_Records for this task_:

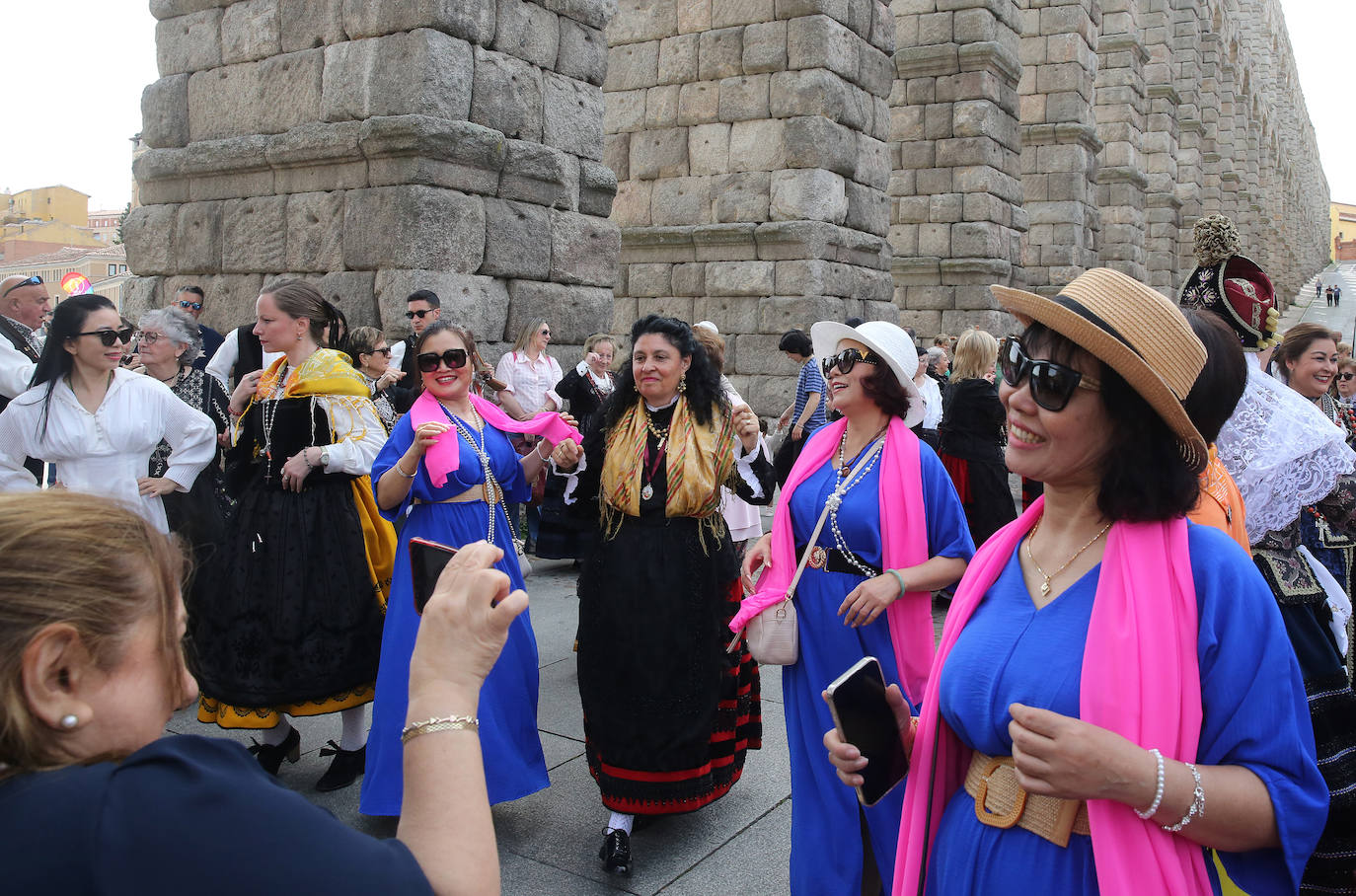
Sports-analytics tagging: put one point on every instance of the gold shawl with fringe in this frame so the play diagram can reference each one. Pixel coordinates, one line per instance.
(697, 461)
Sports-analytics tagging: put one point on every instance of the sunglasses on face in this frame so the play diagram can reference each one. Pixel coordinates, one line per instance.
(32, 281)
(454, 358)
(110, 336)
(1051, 384)
(848, 358)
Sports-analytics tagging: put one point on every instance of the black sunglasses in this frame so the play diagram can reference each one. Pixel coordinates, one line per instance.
(32, 281)
(1051, 384)
(454, 358)
(848, 358)
(109, 336)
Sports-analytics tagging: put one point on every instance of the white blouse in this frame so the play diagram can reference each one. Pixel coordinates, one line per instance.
(106, 452)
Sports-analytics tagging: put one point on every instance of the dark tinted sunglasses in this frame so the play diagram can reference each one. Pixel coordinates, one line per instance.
(848, 358)
(1051, 384)
(109, 336)
(32, 281)
(454, 358)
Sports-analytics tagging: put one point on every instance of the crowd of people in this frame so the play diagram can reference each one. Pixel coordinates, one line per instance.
(1142, 685)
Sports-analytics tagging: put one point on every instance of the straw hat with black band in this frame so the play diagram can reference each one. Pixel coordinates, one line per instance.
(884, 339)
(1135, 331)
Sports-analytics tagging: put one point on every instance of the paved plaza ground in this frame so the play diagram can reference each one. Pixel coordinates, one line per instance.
(548, 842)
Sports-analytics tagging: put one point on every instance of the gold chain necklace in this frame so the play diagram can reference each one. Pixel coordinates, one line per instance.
(1048, 577)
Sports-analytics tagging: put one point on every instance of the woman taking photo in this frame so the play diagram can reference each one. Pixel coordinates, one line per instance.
(450, 465)
(99, 423)
(372, 356)
(91, 670)
(667, 713)
(529, 376)
(894, 534)
(972, 437)
(1102, 662)
(292, 610)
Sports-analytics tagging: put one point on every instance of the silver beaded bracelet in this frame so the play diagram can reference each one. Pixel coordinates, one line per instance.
(1159, 794)
(1197, 802)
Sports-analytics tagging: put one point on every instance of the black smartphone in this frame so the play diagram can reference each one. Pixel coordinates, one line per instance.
(426, 562)
(866, 720)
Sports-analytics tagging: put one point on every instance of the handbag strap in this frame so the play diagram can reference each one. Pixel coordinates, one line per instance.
(823, 515)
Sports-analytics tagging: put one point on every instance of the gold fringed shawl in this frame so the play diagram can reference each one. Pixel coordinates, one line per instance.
(329, 373)
(699, 460)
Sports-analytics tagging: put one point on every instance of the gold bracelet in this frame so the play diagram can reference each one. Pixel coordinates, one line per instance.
(427, 725)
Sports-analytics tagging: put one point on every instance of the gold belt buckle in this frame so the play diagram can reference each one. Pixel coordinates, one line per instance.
(993, 819)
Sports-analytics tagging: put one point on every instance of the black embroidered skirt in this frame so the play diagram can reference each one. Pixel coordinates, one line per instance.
(669, 714)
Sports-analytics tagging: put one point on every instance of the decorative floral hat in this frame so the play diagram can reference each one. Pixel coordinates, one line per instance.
(1233, 286)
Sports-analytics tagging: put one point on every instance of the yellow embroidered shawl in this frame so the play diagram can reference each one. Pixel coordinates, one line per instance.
(331, 374)
(699, 460)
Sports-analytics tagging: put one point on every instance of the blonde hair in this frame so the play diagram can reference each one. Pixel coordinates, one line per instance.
(975, 355)
(528, 333)
(84, 561)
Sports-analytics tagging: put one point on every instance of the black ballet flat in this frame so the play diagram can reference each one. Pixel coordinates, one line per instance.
(616, 852)
(271, 757)
(344, 768)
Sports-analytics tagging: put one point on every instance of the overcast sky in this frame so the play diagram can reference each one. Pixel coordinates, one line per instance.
(75, 71)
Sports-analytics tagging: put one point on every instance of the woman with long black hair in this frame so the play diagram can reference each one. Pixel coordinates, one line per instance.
(292, 609)
(669, 713)
(99, 423)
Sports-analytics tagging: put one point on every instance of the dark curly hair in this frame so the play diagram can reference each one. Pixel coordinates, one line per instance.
(881, 387)
(1145, 478)
(704, 388)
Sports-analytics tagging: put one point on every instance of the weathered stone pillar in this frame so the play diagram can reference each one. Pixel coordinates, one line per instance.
(749, 141)
(1059, 140)
(1120, 112)
(380, 148)
(956, 192)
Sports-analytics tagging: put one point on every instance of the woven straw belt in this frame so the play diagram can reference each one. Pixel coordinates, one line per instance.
(1001, 802)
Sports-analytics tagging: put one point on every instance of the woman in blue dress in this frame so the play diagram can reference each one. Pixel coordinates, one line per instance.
(844, 597)
(454, 512)
(1113, 695)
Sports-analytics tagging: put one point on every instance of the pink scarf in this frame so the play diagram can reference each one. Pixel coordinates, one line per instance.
(443, 457)
(1141, 679)
(903, 536)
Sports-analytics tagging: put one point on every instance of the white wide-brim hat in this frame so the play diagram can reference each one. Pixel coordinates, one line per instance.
(887, 340)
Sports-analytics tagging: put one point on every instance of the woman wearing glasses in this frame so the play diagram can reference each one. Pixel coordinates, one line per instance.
(1113, 693)
(99, 423)
(530, 376)
(289, 623)
(894, 533)
(372, 356)
(450, 465)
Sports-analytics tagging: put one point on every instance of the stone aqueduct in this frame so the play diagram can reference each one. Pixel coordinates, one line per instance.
(757, 163)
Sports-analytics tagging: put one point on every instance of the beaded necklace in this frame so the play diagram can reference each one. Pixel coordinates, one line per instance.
(836, 499)
(493, 492)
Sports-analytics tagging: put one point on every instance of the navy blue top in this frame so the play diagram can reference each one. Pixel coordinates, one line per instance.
(186, 813)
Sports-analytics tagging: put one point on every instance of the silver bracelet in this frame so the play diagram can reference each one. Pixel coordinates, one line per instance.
(1159, 794)
(1197, 802)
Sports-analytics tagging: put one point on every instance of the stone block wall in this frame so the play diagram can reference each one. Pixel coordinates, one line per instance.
(749, 138)
(377, 149)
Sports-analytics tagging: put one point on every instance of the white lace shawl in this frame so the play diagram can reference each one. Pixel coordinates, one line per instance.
(1282, 452)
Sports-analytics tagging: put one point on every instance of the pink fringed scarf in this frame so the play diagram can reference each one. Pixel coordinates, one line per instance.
(1141, 679)
(443, 457)
(903, 536)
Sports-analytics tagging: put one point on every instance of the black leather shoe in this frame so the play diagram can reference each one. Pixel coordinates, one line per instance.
(616, 852)
(271, 757)
(344, 768)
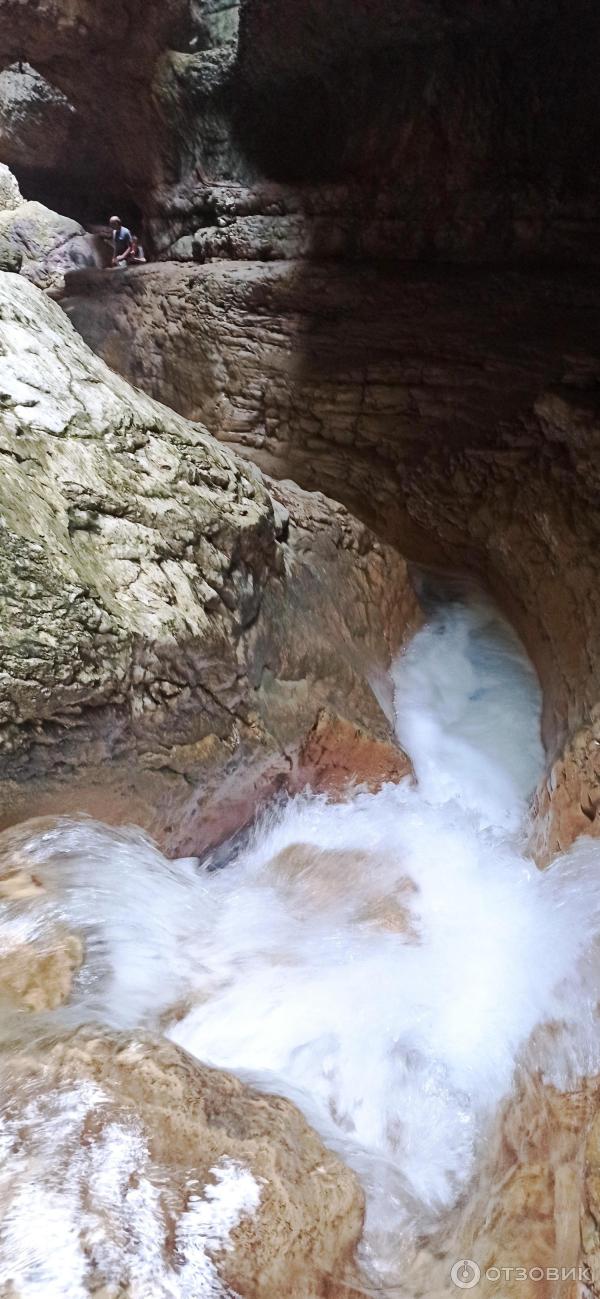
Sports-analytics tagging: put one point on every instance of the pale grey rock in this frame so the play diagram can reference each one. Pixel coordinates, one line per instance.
(168, 638)
(50, 244)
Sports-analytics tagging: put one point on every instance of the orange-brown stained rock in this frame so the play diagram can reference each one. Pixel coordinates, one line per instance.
(338, 755)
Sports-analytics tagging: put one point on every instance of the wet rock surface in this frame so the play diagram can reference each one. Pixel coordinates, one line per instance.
(170, 629)
(456, 413)
(175, 1177)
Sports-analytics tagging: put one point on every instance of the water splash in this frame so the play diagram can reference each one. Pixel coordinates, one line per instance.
(383, 961)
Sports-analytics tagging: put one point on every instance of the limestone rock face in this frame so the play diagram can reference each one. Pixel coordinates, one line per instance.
(457, 416)
(170, 630)
(40, 242)
(11, 194)
(168, 1176)
(11, 257)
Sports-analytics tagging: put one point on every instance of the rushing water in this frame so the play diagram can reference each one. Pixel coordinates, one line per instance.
(382, 961)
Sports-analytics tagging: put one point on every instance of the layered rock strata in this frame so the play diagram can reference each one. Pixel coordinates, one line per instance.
(456, 415)
(172, 629)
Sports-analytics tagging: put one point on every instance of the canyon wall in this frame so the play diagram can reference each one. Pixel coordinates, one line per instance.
(452, 407)
(178, 642)
(456, 413)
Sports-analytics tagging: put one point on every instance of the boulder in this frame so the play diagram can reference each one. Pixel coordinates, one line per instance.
(456, 415)
(11, 194)
(172, 628)
(11, 257)
(48, 244)
(164, 1177)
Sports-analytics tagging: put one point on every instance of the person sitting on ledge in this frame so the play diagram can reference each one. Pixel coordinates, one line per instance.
(135, 252)
(121, 242)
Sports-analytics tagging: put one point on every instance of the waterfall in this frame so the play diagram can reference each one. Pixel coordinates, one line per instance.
(382, 961)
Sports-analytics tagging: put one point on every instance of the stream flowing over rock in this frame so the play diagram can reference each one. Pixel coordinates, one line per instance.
(172, 631)
(300, 650)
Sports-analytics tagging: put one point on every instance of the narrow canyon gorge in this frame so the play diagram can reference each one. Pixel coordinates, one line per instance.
(300, 650)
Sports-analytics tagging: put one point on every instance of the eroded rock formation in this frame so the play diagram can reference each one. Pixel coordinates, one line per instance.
(174, 1177)
(455, 413)
(170, 630)
(40, 243)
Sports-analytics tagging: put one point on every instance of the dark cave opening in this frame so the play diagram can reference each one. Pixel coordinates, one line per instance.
(81, 198)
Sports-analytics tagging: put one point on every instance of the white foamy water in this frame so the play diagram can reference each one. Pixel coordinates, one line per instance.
(381, 961)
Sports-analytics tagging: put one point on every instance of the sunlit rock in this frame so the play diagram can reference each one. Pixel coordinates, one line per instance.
(157, 1176)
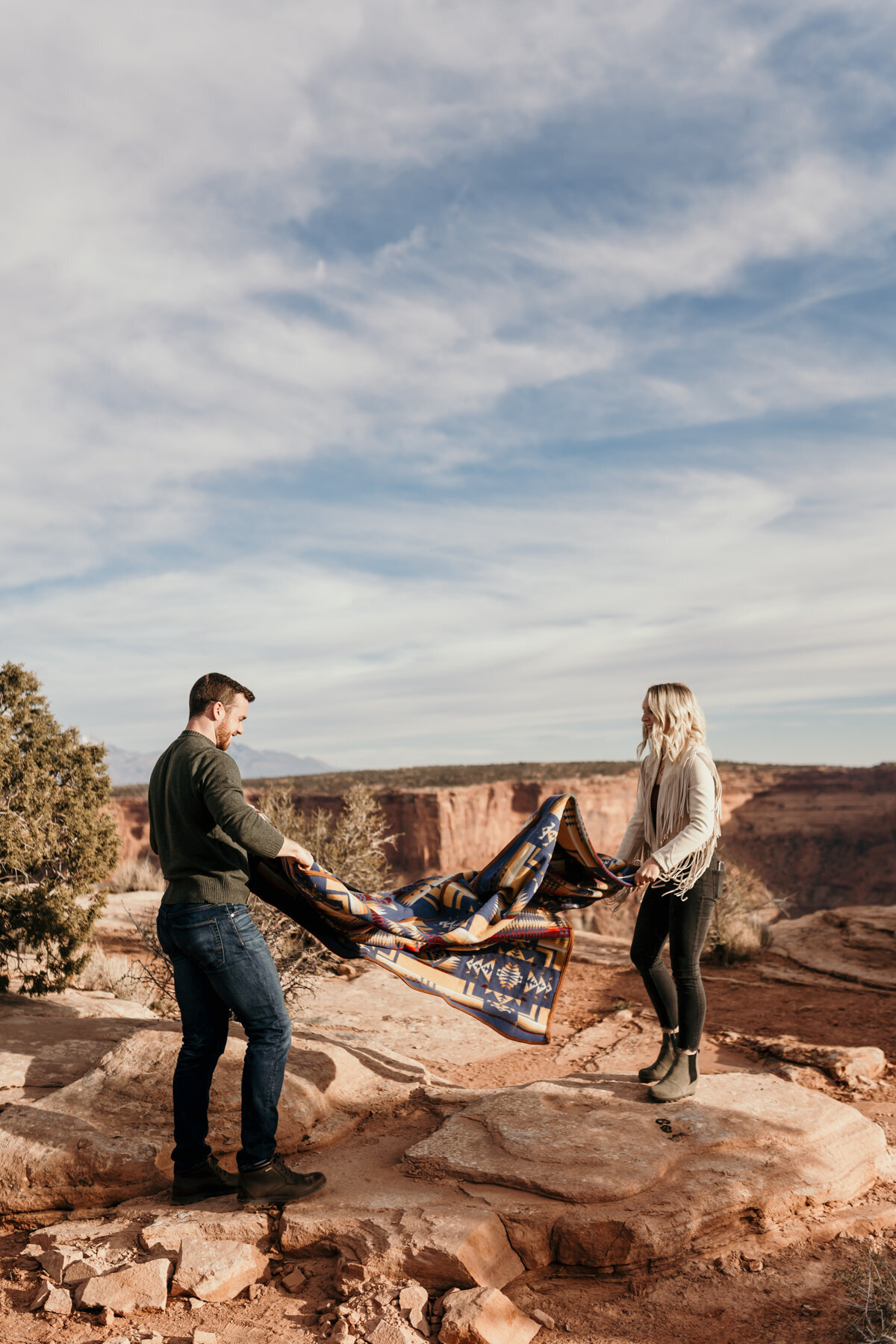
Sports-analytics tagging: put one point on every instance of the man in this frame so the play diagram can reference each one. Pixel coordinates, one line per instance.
(202, 828)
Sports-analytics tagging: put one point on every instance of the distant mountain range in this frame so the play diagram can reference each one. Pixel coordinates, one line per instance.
(136, 766)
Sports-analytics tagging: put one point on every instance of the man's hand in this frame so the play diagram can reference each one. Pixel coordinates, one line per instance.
(648, 873)
(292, 850)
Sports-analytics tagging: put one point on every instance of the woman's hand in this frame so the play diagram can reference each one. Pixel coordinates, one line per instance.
(293, 850)
(648, 873)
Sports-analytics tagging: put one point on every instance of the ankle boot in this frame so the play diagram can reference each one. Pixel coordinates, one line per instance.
(206, 1182)
(664, 1061)
(682, 1080)
(276, 1183)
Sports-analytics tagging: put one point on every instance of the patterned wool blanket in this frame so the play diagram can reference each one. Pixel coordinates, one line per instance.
(494, 944)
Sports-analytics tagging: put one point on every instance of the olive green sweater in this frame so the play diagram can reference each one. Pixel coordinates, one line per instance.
(200, 824)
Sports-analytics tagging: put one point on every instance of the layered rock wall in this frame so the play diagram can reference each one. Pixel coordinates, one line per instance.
(822, 836)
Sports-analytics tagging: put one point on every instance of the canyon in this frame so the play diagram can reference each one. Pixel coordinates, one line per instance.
(818, 836)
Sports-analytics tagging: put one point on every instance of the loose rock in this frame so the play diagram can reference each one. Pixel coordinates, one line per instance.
(57, 1260)
(484, 1316)
(127, 1290)
(77, 1273)
(413, 1296)
(296, 1280)
(52, 1298)
(394, 1332)
(844, 1063)
(217, 1270)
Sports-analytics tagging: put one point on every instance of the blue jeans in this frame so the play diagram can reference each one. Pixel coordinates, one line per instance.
(222, 967)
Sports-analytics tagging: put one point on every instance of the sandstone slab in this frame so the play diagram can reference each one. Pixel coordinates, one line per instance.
(49, 1160)
(58, 1258)
(328, 1088)
(850, 942)
(215, 1272)
(440, 1245)
(644, 1184)
(127, 1290)
(484, 1316)
(166, 1234)
(842, 1063)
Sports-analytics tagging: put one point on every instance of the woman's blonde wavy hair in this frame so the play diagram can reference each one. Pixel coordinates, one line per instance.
(679, 721)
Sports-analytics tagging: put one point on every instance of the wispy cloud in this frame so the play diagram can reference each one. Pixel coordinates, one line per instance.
(454, 370)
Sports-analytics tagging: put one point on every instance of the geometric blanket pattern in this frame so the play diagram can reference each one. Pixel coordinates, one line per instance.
(492, 942)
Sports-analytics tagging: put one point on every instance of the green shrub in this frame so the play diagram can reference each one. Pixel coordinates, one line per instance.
(120, 976)
(134, 875)
(55, 839)
(349, 844)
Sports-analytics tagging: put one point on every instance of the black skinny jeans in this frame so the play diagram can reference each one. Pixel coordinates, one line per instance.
(679, 999)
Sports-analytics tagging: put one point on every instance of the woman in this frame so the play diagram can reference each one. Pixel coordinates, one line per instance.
(673, 833)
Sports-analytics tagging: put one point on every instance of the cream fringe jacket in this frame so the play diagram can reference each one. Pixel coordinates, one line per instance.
(688, 818)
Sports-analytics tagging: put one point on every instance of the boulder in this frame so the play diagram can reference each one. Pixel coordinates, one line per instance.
(217, 1270)
(484, 1316)
(438, 1245)
(645, 1184)
(139, 1288)
(57, 1260)
(852, 942)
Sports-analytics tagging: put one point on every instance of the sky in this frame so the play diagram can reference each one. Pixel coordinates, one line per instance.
(450, 373)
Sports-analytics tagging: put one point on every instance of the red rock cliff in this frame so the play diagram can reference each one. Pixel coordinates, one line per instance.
(822, 836)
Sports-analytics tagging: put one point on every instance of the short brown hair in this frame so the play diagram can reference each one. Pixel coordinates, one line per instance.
(214, 687)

_What you need to do_:
Would you return exactly, and only, the lines beginning at the one with "of the short" and ending at the last line of the listing?

_Written answer_:
Sports-analytics tagging: put one point on every instance of the short brown hair in this frame so the play diagram can reference each one. Pixel coordinates, one line per instance.
(214, 687)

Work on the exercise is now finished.